━━ Aufgabentext ━━

Die Fachschule für Soziale Arbeit Alsterdorf bildet junge Menschen, euch, aus, die für den Wert und die Würde aller Menschen eintreten werden. Die ihnen helfen, die Wasserfluten und reißenden Ströme des Lebens heil und unverletzt zu überstehen. Egal welche Beeinträchtigung sie haben.
Insofern ist heute nicht nur ein trauriger Tag. Es ist auch ein guter Tag. Denn es gab und gibt Menschen, die erkennen, dass es falsch war, was damals passiert ist. Sie haben diese Kirche umgebaut zu einem menschenfreundlichen Ort. Sie haben einen Lern- und Gedenkort hinter der Kirche geschaffen. Sie setzen sich für Menschen mit Behinderungen ein. Sie arbeiten mit ihnen. Und wissen, was das für ein großes Geschenk sein kann. Die Stiftung Alsterdorf und die Kirche wollen, dass es solche Verbrechen nie wieder gibt. Das ist gut. Und deshalb ist es so gut, dass sich heute alle Zeit genommen haben, um zusammenzukommen. Und sich zu erinnern. Denn daraus lernen wir für die Zukunft: Jeder Mensch hat ein Recht auf ein Leben in Würde!
Die ist unantastbar. Das ist, was ich uns allen wünsche: Dass wir alle den Mut haben, diese Würde zu verteidigen. An unserem je eigenen Ort. Dass wir für diese Würde geradestehen, so wie ihr die ganze Zeit hier mit den Fahnen steht. Standfestigkeit beweist. In Erinnerung an das Leben und Sterben von Friedrich, Waltraud und Helene. Stellvertretend für alle anderen Opfer.
Vergessen wir nie, was Gott uns sagt: „Ich habe dich bei deinem Namen gerufen. Fürchte dich nicht, denn ich habe dich befreit. Ich habe dich bei deinem Namen gerufen, du gehörst zu mir.“ Für immer und ewig. Und über den Tod hinaus.
Und der Frieden Gottes, der höher ist als alle Vernunft, bewahre eure Herzen und Sinne in Christus Jesus. Amen.
Abschluss des Gottesdienstes
Mit dem Lied im Herzen gehen wir jetzt gemeinsam zum Lern- und Gedenkort hinter der Kirche. Wir tragen die Erinnerung und die Namen der Ermordeten in unseren Herzen. Wir ehren sie mit unserem Schweigen. Gott möge uns auf diesem stillen Weg begleiten.

━━━
━━ Daten ━━

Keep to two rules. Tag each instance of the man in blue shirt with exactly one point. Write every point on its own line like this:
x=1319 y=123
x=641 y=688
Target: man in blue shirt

━━━
━━ Daten ━━

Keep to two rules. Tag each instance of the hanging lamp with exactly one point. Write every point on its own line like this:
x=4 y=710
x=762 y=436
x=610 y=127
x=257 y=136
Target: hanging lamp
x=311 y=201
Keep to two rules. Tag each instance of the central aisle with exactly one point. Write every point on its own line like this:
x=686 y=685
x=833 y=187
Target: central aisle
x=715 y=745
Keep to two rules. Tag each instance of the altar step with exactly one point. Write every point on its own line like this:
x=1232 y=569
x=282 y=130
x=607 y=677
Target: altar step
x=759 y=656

━━━

Geben Sie den Absatz des Aufgabentexts, der mit „Insofern ist heute nicht nur ein trauriger Tag“ beginnt, als knappe Stichpunktliste wieder. Die wesentlichen Aussagen müssen erhalten bleiben.

▶ Lösung
- Der Tag ist nicht nur traurig, sondern auch gut.
- Es gab und gibt Menschen, die erkennen, dass das damals Geschehene falsch war.
- Sie haben die Kirche zu einem menschenfreundlichen Ort umgebaut und hinter ihr einen Lern- und Gedenkort geschaffen.
- Sie setzen sich für Menschen mit Behinderungen ein, arbeiten mit ihnen und wissen, welch großes Geschenk das sein kann.
- Die Stiftung Alsterdorf und die Kirche wollen, dass es solche Verbrechen nie wieder gibt.
- Gut ist, dass sich heute alle Zeit genommen haben, um zusammenzukommen und sich zu erinnern.
- Die Lehre für die Zukunft lautet: Jeder Mensch hat ein Recht auf ein Leben in Würde.